PAGE EXCERPT:
━━━━━━━━━━━━━━━━

×
Community Blog PolarDB-X Best Practice Series (9): N Ingenious Uses for the TABLE_DETAIL View

PolarDB-X Best Practice Series (9): N Ingenious Uses for the TABLE_DETAIL View

This article demonstrates several common use cases by using specific examples.

By Mengshi

The PolarDB-X INFORMATION_SCHEMA database contains an extremely useful view named TABLE_DETAIL.

Introduction to the TABLE_DETAIL view:

  1. Each partition corresponds to a single record. For example, if a database has 32 tables, and each table has 16 partitions and 4 subpartitions (partition by... partitions 16 subpartition by... partitions 4), the database has 32 × 16 × 4 = 2,048 records.
  2. Global indexes are also partitioned. Therefore, each partition of a global index also corresponds to a record.
  3. A table with only one record is a singleton table.
  4. A broadcast table has a conceptual "partition" on each data node, so the number of records in a broadcast table is typically equal to the number of data nodes. Exception: The Locality attribute may be used to restrict some databases to specific data nodes.

Some key fields in the TABLE_DETAIL view are listed as follows:

  1. DATA_LENGTH, INDEX_LENGTH, and DATA_FREE: The sum of these three fields (SUM(DATA_LENGTH + INDEX_LENGTH + DATA_FREE)) represents the space occupied by a partition, in bytes.
  2. TABLE_ROWS: the estimated number of rows in the partition.
  3. STORAGE_INST_ID: the instance ID of the corresponding data node.
  4. SCHEMA_NAME and TABLE_NAME: the database name and table name.
  5. INDEX_NAME: the name of a global index for its partitions.
  6. Additional fields will be introduced in the following examples.

By applying various aggregate functions and using the GROUP BY clause on different fields, this view can provide a wealth of information. This article will demonstrate several common use cases by using specific examples.

━━━━━━━━━━━━━━━━

TASK BRIEF: Write out the stretch of the TABLE_DETAIL article from "4. SCHEMA_NAME and" through "demonstrate several common use cases by using specific examples.", word for word.

[Excerpts of pointing data]
━━━━━━━━━━━━━━━━

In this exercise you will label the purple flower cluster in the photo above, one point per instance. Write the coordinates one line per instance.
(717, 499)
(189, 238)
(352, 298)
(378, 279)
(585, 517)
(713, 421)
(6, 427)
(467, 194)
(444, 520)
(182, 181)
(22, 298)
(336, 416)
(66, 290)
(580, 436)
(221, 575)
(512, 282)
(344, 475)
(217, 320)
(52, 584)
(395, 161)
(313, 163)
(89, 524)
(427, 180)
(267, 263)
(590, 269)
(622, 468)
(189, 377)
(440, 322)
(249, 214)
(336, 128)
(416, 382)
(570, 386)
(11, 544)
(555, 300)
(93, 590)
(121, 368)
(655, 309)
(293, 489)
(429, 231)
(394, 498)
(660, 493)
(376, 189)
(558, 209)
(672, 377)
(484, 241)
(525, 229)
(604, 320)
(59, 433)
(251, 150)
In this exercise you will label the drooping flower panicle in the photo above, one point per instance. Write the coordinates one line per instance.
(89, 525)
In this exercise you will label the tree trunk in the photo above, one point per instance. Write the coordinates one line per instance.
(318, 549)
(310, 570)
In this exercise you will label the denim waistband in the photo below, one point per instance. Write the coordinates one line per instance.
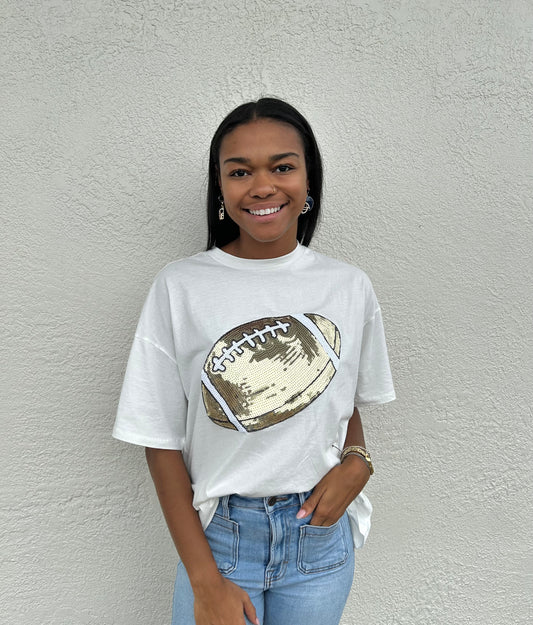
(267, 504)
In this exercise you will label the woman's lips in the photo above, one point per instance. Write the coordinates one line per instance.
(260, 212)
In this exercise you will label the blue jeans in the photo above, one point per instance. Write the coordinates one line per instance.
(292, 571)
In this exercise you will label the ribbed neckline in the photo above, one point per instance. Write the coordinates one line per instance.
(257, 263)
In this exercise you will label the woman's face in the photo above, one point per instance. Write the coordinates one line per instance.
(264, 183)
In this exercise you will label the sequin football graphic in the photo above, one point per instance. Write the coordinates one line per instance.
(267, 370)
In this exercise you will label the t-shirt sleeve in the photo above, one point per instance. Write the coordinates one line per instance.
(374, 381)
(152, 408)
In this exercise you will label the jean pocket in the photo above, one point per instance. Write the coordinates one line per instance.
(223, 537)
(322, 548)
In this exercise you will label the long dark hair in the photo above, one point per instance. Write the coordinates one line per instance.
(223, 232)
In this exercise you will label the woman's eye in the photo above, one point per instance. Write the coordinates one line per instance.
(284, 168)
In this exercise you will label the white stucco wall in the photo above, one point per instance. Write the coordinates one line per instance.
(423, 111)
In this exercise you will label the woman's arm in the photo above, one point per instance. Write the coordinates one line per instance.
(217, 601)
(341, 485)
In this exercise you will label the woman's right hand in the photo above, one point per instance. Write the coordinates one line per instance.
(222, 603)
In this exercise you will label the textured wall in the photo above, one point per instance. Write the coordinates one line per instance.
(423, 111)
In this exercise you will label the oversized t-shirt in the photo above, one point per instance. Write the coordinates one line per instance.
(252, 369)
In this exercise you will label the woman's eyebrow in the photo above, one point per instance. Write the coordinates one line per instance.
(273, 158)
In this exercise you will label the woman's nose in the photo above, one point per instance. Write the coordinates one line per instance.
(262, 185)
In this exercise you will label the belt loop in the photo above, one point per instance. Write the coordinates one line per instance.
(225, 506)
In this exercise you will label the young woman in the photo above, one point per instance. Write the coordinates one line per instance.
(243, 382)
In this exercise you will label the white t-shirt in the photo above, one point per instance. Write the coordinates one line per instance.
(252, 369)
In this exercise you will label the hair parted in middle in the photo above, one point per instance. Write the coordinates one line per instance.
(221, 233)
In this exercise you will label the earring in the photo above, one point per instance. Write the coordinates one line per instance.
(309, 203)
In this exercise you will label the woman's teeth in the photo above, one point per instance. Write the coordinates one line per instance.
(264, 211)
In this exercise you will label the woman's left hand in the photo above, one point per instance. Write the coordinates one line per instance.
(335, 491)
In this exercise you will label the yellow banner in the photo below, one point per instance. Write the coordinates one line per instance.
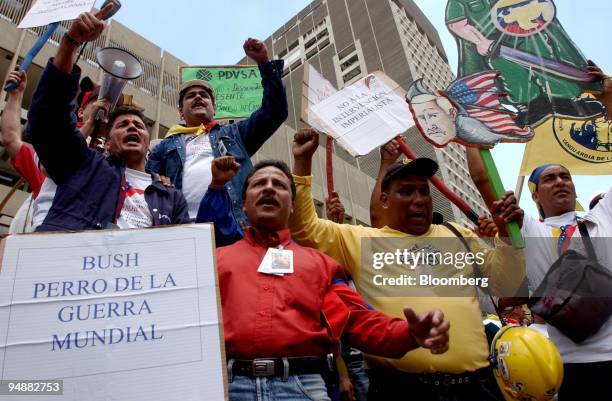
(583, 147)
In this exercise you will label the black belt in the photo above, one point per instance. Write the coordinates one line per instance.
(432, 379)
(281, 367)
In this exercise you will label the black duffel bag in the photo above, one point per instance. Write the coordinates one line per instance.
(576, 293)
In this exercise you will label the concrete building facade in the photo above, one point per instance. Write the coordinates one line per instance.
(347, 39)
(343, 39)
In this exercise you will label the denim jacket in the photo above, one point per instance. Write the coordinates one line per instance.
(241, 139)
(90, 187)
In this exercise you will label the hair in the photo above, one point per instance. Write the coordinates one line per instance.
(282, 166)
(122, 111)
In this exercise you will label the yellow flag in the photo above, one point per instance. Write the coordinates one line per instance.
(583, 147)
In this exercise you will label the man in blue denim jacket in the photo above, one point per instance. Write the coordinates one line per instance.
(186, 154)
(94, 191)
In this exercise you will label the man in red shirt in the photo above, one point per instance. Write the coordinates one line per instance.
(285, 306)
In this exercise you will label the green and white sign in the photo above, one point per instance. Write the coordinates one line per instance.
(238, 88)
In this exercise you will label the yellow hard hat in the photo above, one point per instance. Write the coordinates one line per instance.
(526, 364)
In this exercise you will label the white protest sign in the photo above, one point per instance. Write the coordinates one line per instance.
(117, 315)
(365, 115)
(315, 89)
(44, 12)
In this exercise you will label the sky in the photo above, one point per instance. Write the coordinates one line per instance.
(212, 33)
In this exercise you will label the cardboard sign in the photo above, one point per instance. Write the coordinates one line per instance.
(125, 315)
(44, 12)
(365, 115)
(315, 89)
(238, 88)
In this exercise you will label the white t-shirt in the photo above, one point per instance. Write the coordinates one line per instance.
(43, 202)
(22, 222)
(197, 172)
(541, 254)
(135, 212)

━━━━━━━━━━━━━━━━

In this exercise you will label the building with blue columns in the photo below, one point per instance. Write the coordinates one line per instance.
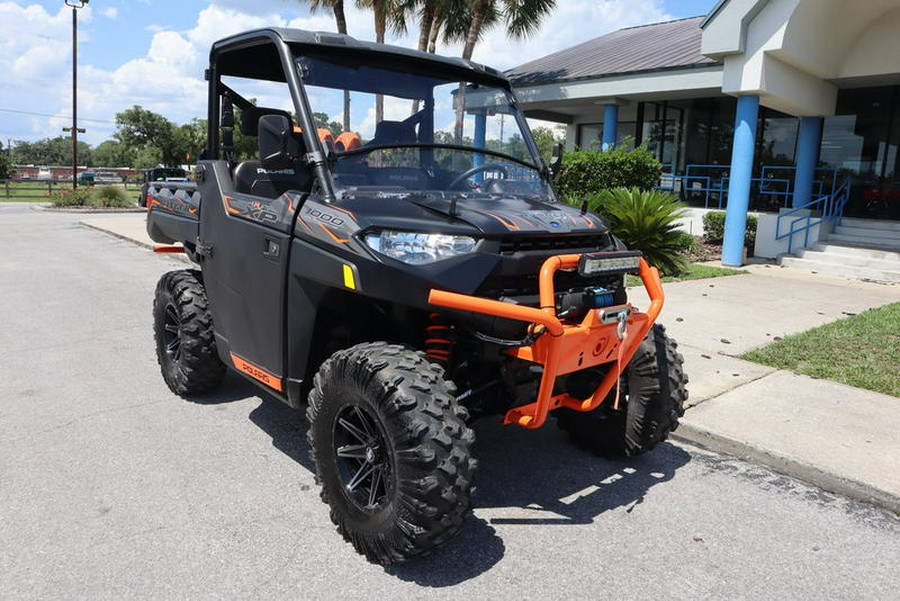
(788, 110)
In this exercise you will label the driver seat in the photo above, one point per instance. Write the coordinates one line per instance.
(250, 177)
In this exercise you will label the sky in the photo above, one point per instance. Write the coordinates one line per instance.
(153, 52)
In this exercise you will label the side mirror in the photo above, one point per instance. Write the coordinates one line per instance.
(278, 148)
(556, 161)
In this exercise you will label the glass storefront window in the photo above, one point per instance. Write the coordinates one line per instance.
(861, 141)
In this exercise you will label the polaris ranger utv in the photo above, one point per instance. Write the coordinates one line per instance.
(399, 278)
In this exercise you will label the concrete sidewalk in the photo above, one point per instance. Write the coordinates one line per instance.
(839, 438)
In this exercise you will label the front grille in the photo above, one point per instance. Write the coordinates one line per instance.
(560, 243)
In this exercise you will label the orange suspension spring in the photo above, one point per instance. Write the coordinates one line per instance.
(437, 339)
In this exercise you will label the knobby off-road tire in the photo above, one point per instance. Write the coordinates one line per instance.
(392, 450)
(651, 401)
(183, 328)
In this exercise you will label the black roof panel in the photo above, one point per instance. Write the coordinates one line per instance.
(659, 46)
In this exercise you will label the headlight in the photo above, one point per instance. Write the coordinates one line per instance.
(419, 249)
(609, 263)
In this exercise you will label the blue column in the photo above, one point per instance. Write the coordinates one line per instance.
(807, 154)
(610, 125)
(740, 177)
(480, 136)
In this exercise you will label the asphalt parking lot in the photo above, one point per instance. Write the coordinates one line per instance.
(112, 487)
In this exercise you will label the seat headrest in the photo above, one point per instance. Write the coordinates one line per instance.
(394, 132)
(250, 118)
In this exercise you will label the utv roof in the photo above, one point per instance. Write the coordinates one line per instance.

━━━━━━━━━━━━━━━━

RESULT OF THE TASK:
4. SCHEMA_NAME and TABLE_NAME: the database name and table name.
  5. INDEX_NAME: the name of a global index for its partitions.
  6. Additional fields will be introduced in the following examples.

By applying various aggregate functions and using the GROUP BY clause on different fields, this view can provide a wealth of information. This article will demonstrate several common use cases by using specific examples.